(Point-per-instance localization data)
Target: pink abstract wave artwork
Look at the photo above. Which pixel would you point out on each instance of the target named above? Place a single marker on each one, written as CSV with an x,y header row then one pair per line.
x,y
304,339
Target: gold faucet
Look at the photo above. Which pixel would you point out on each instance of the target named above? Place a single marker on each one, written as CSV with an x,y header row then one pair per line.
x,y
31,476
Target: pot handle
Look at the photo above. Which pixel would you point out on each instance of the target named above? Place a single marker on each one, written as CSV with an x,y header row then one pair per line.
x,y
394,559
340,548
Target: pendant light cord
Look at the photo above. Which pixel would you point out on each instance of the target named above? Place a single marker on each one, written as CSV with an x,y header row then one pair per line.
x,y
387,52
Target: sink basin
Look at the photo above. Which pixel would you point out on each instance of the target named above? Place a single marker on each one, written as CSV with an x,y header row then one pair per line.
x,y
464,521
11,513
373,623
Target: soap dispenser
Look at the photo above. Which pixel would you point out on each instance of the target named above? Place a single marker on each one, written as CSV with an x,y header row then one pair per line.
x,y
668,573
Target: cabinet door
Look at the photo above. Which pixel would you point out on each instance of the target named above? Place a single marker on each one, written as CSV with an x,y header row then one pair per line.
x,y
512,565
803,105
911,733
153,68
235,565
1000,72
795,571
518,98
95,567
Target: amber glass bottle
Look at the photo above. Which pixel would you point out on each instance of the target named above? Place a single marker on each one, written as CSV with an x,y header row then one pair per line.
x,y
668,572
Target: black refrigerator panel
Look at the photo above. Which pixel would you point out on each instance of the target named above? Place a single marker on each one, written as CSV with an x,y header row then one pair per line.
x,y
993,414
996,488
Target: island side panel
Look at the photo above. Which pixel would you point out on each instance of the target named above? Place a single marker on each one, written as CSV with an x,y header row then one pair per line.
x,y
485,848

▶ REQUIRED ACTION
Each line of the data is to be transcribed exactly, with nothing left out.

▶ RESPONSE TO THIS TASK
Target: pink abstract wave artwork
Look at the photo above. Which pixel would you point out on each instance of the target named above? Place a single marker on each one, written as CSV with an x,y header row then one pair per line.
x,y
304,339
Target: gold faucet
Look at the photo above. Which pixel would you point out on each instance of the target named above? Place a single marker on each one, written as CSV with an x,y header row then one pair per line.
x,y
31,476
Target: pot handle
Look at the photo above. Which pixel would you point out on each instance of the target named above? Place a single marker on each one, written as CSV with an x,y header row then one pair per line.
x,y
394,559
340,548
Target: pendant light cord
Look at the photo above. Which pixel would you point out on each instance of the target named above? Place a single marker on each one, written as CSV with an x,y header row then one pair per line.
x,y
387,52
Target: sink basin
Look at the photo above. Which pixel would you point out on each instance of the target named above? Place a single marker on each one, written as CSV with an x,y header row then one pair per line.
x,y
464,521
11,513
373,623
Target: soap dispenser
Look at the photo above. Which pixel would you point out on each instance of the target named above? Place a single marker on each one, written as CSV with an x,y header row then one pair per line.
x,y
668,573
Target: cabinet door
Look at the photo above. Which pixel would you point out on each instance of the target named above? Place a single marker on each one, written as CSV with an x,y header row then one pair per line.
x,y
512,565
803,105
911,733
153,68
235,565
1000,72
795,571
518,98
95,567
Target: amber glass bottle
Look at the photo above. Which pixel would you point out on each instance of the target named above? Place a single marker on each one, written as CSV with an x,y header row then one pair per line.
x,y
668,572
Target: black refrigerator panel
Look at the photo above. Which pixel would you point out on each instance of the target named above? Place a single marker on each one, written as CSV with an x,y header row then one pair per line.
x,y
993,414
996,488
Target: island side panel
Look at the photo above. Which pixel would you point out on each instance of the target named above? Place a single marker on each one, written as CSV with an x,y header row then one pair per line.
x,y
485,848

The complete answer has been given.